(EXERCISE)
In the web server forum thread, why does the reply recommend running "sudo changeip -checkhostname" in Terminal?

I have my desktop (Mac Pro) set up as my personal web server to host one of my websites (mitchsprogress.org) using DynDNS to handle my dynamic IP address, it works fine except I get this error when I try to access my site locally, but I had my friends test it and it loads properly for them, does anyone know how to fix this or how I can diagnose it? User uploaded file


Also just FYI I am using Mountain Lion and Server.app

Mac OS X (10.6.8)

Posted on Oct 29, 2012 8:12 AM

Reply
5 replies

Oct 29, 2012 9:46 AM in response to mkm29

404 means you got to a web server somewhere, but (if it's your web server) probably not to the virtual host (what Apple calls a "site") that you had intended. I'll assume you're entering the same string in the browser, whether local or remote.


First, launch Terminal.app and issue the non-destructive diagnostic command


sudo changeip -checkhostname


This command will (usually) indicate whether the network is configured correctly or if there are changes required.

Region pointing data
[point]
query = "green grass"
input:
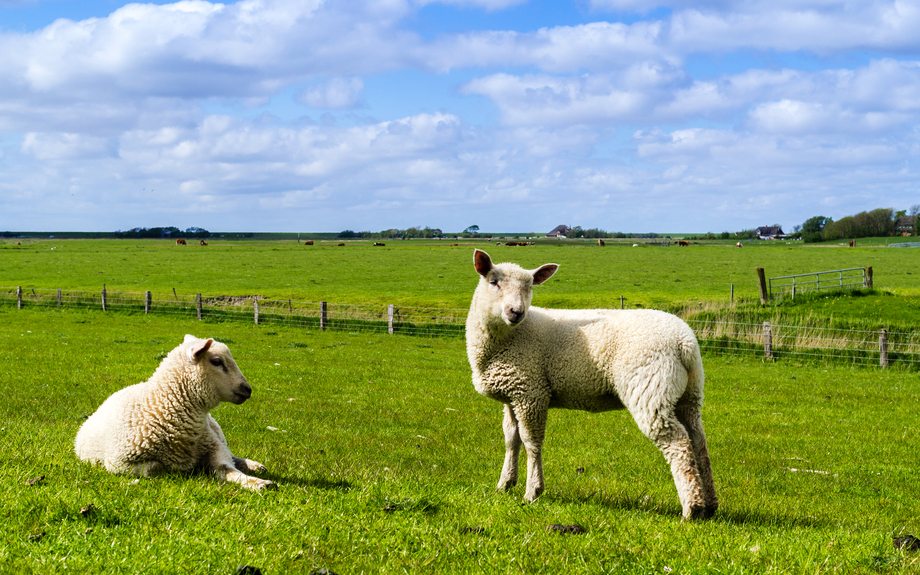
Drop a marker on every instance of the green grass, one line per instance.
(424, 273)
(387, 459)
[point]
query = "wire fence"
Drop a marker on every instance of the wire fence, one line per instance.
(716, 337)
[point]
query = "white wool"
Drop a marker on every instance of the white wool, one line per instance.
(164, 424)
(532, 359)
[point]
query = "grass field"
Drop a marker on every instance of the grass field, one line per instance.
(386, 456)
(387, 459)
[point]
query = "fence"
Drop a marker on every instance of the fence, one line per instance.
(852, 278)
(716, 337)
(319, 315)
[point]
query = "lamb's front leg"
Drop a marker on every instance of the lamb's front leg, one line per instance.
(508, 477)
(532, 428)
(239, 463)
(226, 467)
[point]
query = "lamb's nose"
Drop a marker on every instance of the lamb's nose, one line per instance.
(244, 390)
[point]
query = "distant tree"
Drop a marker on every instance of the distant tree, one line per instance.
(877, 223)
(813, 228)
(198, 232)
(745, 235)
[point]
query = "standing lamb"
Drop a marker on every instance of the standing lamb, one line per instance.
(163, 424)
(533, 359)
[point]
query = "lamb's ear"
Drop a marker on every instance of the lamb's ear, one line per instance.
(483, 263)
(198, 348)
(543, 273)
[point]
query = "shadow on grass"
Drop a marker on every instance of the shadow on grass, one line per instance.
(646, 504)
(324, 483)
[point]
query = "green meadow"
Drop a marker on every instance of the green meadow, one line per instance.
(427, 273)
(386, 457)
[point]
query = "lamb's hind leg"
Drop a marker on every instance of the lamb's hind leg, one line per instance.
(509, 474)
(691, 418)
(672, 439)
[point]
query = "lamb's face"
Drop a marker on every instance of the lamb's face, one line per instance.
(219, 370)
(507, 289)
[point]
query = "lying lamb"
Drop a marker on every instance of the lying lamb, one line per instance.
(533, 359)
(163, 424)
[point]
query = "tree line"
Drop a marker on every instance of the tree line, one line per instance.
(881, 222)
(164, 232)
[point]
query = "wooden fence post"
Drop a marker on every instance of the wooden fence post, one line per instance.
(762, 284)
(883, 347)
(767, 341)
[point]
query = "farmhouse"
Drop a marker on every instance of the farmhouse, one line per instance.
(560, 232)
(769, 233)
(905, 225)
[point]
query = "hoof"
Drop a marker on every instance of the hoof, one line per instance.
(701, 512)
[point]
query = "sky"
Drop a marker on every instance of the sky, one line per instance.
(512, 115)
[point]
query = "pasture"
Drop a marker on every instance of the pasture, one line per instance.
(386, 456)
(426, 273)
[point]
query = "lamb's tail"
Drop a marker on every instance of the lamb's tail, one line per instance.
(693, 362)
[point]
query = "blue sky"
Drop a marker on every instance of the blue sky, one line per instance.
(626, 115)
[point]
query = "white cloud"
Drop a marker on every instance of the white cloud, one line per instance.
(334, 94)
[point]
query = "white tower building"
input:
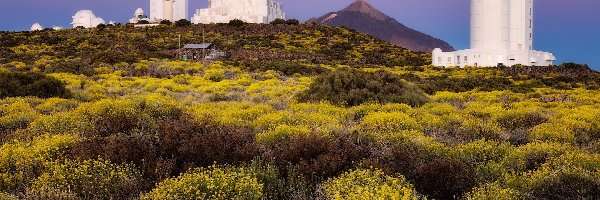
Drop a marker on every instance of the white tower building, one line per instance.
(172, 10)
(37, 27)
(86, 19)
(138, 16)
(250, 11)
(501, 33)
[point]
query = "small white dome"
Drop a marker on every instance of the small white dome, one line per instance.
(36, 27)
(84, 14)
(139, 12)
(86, 19)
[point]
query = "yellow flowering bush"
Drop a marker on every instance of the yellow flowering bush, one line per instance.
(552, 132)
(17, 115)
(382, 122)
(89, 179)
(21, 161)
(54, 105)
(369, 184)
(492, 191)
(210, 183)
(282, 132)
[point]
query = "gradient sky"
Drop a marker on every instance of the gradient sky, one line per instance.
(568, 28)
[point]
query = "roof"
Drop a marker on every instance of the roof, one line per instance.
(198, 46)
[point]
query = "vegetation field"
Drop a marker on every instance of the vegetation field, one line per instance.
(293, 112)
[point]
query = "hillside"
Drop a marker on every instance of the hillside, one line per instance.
(364, 18)
(302, 43)
(295, 112)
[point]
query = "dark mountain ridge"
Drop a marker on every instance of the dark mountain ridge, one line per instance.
(364, 18)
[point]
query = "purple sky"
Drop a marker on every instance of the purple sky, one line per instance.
(568, 28)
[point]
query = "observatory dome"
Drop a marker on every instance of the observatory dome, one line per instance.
(86, 19)
(139, 12)
(36, 27)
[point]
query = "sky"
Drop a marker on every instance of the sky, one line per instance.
(568, 28)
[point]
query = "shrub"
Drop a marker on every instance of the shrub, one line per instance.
(183, 23)
(444, 179)
(316, 156)
(380, 123)
(17, 115)
(236, 23)
(476, 129)
(292, 22)
(21, 162)
(16, 84)
(278, 21)
(210, 183)
(89, 179)
(513, 120)
(570, 176)
(165, 22)
(203, 143)
(369, 184)
(492, 191)
(552, 132)
(352, 87)
(567, 185)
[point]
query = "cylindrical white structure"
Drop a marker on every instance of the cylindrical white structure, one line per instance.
(168, 9)
(521, 25)
(490, 24)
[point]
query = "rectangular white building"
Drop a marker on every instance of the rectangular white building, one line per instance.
(501, 33)
(172, 10)
(250, 11)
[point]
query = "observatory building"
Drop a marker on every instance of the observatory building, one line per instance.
(501, 33)
(138, 16)
(37, 27)
(250, 11)
(172, 10)
(86, 19)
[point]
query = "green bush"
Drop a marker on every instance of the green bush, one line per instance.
(210, 183)
(89, 179)
(350, 87)
(292, 22)
(183, 23)
(369, 184)
(278, 21)
(16, 84)
(236, 23)
(21, 162)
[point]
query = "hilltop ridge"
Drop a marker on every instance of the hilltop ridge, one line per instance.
(364, 18)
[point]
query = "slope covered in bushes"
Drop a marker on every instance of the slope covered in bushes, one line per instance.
(295, 112)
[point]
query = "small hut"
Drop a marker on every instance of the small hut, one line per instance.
(194, 52)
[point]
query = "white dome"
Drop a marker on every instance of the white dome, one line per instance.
(86, 19)
(84, 14)
(139, 12)
(36, 27)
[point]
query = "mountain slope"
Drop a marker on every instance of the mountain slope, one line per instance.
(364, 18)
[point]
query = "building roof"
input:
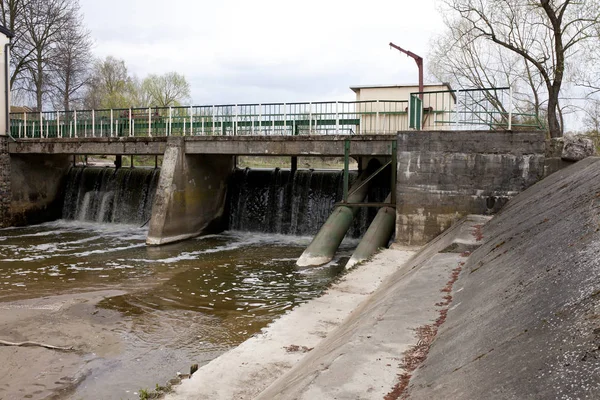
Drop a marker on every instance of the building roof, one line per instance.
(8, 33)
(355, 89)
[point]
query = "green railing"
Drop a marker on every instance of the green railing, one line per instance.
(484, 108)
(309, 118)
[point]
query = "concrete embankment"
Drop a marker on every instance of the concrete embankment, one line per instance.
(358, 333)
(525, 321)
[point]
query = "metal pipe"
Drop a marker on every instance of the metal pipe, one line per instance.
(377, 236)
(323, 247)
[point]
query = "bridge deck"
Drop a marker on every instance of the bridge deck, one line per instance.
(361, 145)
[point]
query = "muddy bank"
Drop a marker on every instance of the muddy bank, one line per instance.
(244, 372)
(70, 320)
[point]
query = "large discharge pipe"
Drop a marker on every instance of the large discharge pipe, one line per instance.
(323, 247)
(377, 236)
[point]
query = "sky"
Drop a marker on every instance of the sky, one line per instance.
(259, 51)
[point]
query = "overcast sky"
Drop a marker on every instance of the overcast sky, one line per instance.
(234, 51)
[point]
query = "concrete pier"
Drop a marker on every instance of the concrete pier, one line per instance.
(191, 194)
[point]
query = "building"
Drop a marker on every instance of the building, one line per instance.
(385, 108)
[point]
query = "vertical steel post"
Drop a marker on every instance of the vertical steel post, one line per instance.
(310, 118)
(213, 132)
(149, 121)
(377, 124)
(170, 121)
(394, 172)
(235, 121)
(337, 119)
(259, 119)
(346, 168)
(456, 109)
(130, 125)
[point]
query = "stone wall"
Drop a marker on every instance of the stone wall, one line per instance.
(5, 189)
(443, 176)
(37, 184)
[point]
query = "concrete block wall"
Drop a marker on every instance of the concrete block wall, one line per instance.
(5, 187)
(443, 176)
(191, 194)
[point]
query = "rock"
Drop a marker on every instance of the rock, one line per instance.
(577, 148)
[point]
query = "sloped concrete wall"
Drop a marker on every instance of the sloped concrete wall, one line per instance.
(443, 176)
(525, 319)
(191, 194)
(37, 184)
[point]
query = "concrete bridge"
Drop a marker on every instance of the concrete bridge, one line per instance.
(437, 175)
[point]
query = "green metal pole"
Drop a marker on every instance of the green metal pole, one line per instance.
(394, 172)
(346, 168)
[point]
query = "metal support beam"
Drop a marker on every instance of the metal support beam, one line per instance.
(346, 168)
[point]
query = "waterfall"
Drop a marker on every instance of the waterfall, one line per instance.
(272, 201)
(109, 195)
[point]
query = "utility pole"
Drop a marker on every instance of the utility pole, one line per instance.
(419, 61)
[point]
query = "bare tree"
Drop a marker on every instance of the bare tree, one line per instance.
(110, 85)
(545, 34)
(170, 89)
(70, 66)
(12, 17)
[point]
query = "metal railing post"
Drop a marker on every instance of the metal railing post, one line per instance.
(130, 124)
(510, 108)
(310, 118)
(284, 118)
(235, 121)
(377, 123)
(337, 119)
(149, 121)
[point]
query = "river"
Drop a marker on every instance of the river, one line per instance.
(177, 305)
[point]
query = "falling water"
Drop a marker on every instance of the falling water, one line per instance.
(109, 195)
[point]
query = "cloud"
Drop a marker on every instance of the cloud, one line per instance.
(241, 51)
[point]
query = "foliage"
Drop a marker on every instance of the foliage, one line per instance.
(533, 45)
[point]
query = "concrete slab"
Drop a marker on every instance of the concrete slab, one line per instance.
(525, 321)
(245, 371)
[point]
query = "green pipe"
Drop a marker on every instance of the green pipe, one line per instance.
(323, 247)
(376, 237)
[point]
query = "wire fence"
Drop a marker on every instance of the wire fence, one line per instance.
(479, 109)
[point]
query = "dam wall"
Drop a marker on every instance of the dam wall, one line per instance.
(191, 194)
(443, 176)
(31, 186)
(525, 322)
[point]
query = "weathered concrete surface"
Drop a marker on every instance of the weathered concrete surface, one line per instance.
(577, 147)
(190, 195)
(445, 175)
(37, 183)
(5, 189)
(243, 372)
(359, 360)
(525, 321)
(361, 145)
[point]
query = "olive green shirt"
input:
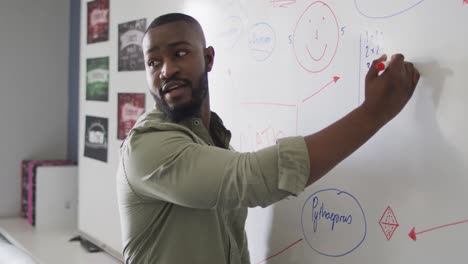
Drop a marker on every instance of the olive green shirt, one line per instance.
(183, 193)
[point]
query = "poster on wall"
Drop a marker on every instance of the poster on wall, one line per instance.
(98, 21)
(96, 138)
(130, 107)
(97, 79)
(130, 50)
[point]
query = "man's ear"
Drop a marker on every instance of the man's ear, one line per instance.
(209, 58)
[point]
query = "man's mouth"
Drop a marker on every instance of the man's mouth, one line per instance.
(172, 85)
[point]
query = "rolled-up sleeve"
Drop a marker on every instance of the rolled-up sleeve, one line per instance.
(170, 166)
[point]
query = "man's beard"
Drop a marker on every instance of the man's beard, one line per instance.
(191, 108)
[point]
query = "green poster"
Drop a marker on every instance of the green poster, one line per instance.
(97, 79)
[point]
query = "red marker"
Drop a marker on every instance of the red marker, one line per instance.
(381, 65)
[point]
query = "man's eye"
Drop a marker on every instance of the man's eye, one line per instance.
(153, 63)
(181, 53)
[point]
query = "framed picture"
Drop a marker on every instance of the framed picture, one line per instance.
(96, 138)
(130, 52)
(130, 107)
(97, 79)
(98, 21)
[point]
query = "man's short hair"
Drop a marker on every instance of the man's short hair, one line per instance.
(175, 17)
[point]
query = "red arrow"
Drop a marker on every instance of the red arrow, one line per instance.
(335, 79)
(412, 234)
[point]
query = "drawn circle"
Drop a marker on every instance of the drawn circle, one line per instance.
(316, 37)
(334, 238)
(262, 41)
(378, 9)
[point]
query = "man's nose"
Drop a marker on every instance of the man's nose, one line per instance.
(169, 69)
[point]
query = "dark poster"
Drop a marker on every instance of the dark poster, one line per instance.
(98, 21)
(130, 50)
(96, 138)
(97, 79)
(130, 107)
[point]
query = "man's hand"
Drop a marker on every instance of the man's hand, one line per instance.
(386, 94)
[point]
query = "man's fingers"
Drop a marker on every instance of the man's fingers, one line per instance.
(416, 76)
(397, 59)
(374, 71)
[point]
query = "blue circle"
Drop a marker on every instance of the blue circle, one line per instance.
(338, 193)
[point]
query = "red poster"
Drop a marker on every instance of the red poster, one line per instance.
(98, 21)
(131, 106)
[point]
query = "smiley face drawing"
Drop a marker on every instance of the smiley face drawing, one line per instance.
(316, 37)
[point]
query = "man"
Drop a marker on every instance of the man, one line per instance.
(183, 194)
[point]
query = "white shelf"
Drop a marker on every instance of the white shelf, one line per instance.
(50, 246)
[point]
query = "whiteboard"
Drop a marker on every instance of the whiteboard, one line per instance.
(285, 68)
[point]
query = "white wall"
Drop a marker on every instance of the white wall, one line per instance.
(33, 89)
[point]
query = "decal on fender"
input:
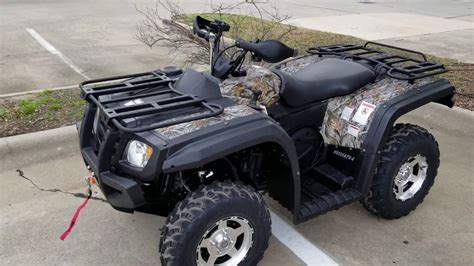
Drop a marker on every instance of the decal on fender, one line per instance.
(363, 113)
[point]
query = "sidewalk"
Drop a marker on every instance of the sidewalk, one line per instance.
(449, 38)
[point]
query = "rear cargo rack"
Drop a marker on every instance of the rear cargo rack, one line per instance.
(151, 102)
(397, 66)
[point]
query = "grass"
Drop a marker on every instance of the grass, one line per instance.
(45, 110)
(246, 27)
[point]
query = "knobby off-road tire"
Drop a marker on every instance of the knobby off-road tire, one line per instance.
(406, 145)
(201, 217)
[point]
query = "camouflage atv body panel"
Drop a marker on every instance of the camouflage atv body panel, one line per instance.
(293, 65)
(229, 113)
(242, 89)
(348, 118)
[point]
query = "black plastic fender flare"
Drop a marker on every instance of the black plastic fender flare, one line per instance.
(440, 91)
(226, 138)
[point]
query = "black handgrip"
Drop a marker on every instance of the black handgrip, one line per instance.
(200, 26)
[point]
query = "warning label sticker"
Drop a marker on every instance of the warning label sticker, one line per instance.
(347, 113)
(353, 130)
(363, 113)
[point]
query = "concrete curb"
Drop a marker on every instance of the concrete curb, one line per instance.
(16, 94)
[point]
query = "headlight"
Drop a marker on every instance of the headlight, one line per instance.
(138, 153)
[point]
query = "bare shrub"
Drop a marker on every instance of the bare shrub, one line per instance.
(164, 26)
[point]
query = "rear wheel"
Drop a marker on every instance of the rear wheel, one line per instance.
(406, 171)
(222, 223)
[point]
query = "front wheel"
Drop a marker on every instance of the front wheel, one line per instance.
(406, 171)
(222, 223)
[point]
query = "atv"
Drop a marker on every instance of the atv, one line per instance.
(315, 132)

(ANSWER FOR THE TASK)
The command is a non-destructive diagnostic. It will usually show whether the network is configured correctly or whether changes are required.